● **What you are asked to do**:
Reproduce the data below verbatim, from its very first line down to and including the line that contains "POLYGON ((71 132, 69".

● **Input for this task**:

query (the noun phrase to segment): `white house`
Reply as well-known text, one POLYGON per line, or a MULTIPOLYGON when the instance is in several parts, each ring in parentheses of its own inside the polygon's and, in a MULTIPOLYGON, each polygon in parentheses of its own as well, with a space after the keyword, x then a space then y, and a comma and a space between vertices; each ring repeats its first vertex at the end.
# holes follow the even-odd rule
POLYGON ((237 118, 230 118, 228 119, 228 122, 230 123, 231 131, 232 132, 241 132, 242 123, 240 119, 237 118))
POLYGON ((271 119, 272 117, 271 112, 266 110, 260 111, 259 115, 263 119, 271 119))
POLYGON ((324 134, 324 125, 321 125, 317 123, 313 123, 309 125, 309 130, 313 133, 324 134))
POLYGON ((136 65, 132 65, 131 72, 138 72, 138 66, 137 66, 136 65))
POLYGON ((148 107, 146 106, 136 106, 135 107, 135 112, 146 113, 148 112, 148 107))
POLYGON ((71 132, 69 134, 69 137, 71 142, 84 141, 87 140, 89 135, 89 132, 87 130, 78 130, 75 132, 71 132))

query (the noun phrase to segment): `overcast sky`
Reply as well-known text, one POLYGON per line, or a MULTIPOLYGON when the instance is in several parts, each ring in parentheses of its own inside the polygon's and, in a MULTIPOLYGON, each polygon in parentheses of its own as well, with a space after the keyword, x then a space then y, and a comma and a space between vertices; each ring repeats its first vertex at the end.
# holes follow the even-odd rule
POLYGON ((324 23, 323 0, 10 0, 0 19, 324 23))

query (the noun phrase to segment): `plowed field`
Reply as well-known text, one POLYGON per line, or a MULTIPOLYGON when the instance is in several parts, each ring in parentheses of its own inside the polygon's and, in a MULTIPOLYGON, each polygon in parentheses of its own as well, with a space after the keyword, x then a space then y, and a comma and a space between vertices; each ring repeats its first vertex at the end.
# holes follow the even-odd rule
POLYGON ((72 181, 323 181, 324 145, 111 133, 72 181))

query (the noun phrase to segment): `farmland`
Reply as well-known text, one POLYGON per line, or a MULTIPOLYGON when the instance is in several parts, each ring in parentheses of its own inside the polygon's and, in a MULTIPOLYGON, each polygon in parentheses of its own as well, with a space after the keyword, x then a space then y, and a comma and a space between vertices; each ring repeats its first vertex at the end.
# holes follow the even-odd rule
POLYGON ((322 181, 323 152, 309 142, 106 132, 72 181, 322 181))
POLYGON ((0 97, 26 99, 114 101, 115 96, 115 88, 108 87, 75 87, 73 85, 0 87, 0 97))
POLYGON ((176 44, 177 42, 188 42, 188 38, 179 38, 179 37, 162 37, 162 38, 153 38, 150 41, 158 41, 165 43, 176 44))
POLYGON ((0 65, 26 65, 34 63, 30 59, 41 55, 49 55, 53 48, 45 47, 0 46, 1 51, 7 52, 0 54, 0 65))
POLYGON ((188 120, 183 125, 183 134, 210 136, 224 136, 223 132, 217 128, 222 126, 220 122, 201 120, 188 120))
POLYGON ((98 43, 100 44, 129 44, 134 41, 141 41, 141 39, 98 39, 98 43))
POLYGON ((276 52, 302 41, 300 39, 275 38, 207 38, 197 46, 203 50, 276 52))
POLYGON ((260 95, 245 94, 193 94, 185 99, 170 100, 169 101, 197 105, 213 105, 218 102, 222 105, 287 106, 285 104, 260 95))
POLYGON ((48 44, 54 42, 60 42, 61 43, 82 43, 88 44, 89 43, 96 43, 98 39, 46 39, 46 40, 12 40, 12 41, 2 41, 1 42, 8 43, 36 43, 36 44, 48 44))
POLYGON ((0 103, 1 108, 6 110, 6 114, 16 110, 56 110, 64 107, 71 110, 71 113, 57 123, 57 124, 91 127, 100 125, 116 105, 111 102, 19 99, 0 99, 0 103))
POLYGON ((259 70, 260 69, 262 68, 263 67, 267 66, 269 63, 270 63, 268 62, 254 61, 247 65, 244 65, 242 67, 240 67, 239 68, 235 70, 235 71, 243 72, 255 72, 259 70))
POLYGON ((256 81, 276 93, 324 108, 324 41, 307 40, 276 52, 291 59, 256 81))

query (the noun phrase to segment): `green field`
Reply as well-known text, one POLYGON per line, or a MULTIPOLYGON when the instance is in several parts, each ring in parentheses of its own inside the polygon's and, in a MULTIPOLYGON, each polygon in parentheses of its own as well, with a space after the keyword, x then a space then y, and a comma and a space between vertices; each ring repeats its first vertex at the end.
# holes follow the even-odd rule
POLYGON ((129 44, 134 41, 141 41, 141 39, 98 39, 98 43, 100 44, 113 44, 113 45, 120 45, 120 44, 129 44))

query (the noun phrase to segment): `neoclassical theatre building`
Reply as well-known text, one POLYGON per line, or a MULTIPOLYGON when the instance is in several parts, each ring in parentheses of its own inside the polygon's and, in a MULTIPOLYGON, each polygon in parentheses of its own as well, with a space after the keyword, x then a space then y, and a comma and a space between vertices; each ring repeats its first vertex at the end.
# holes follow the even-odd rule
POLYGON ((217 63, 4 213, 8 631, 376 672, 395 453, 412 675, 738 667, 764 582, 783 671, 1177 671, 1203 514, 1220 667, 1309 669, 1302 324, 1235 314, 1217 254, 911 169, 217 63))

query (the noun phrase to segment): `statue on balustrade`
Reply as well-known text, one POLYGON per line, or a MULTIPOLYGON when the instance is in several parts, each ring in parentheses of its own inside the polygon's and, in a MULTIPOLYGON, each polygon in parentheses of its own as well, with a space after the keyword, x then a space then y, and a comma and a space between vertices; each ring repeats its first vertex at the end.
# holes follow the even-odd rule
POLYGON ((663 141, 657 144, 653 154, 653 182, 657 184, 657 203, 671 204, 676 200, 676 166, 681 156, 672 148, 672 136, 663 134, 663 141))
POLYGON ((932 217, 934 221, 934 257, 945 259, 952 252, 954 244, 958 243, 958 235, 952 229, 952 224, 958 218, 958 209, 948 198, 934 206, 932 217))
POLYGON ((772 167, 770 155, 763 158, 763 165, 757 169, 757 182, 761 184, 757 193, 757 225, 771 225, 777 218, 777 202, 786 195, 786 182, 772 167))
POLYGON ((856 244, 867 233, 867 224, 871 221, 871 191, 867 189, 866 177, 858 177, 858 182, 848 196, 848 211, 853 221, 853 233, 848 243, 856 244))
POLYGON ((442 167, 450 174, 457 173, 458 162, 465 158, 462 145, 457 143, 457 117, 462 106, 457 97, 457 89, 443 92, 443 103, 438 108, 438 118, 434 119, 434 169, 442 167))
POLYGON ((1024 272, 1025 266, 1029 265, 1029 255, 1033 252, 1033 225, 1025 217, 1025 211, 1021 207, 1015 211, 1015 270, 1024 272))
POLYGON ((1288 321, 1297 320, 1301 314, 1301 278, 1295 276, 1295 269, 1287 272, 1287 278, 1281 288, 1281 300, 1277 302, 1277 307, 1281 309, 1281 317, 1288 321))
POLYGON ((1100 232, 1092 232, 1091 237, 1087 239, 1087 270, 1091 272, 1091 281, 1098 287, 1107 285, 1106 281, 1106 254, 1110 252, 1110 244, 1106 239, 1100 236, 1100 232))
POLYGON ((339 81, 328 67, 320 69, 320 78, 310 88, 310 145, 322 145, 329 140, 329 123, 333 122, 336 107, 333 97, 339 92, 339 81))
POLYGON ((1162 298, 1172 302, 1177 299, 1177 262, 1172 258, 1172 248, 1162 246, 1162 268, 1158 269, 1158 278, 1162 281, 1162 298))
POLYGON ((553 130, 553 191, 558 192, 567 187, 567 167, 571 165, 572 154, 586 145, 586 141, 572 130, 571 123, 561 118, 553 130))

● **Full response**:
query (the noun phrase to segment): `white house`
Reply as well-known text, one POLYGON per line, or a MULTIPOLYGON when the instance is in several parts, each ring in parentheses of its own inside the polygon's and, in a MULTIPOLYGON, each polygon in parentheses of its own as well, with a space after the keyword, x then a space then y, and a comma and a space between vertices; each ring repeats its first vertex at the end.
# holes follow the even-odd rule
POLYGON ((237 118, 230 118, 228 119, 228 122, 230 123, 231 131, 232 132, 241 132, 242 123, 240 119, 237 118))
POLYGON ((271 119, 272 117, 271 112, 266 110, 260 111, 259 115, 263 119, 271 119))
POLYGON ((324 134, 324 125, 321 125, 317 123, 313 123, 309 125, 309 130, 313 133, 324 134))
POLYGON ((136 65, 132 65, 131 72, 138 72, 138 66, 137 66, 136 65))
POLYGON ((148 107, 146 106, 136 106, 135 107, 135 112, 146 113, 148 112, 148 107))
POLYGON ((71 132, 69 134, 69 137, 71 142, 84 141, 87 140, 89 135, 89 132, 87 130, 78 130, 75 132, 71 132))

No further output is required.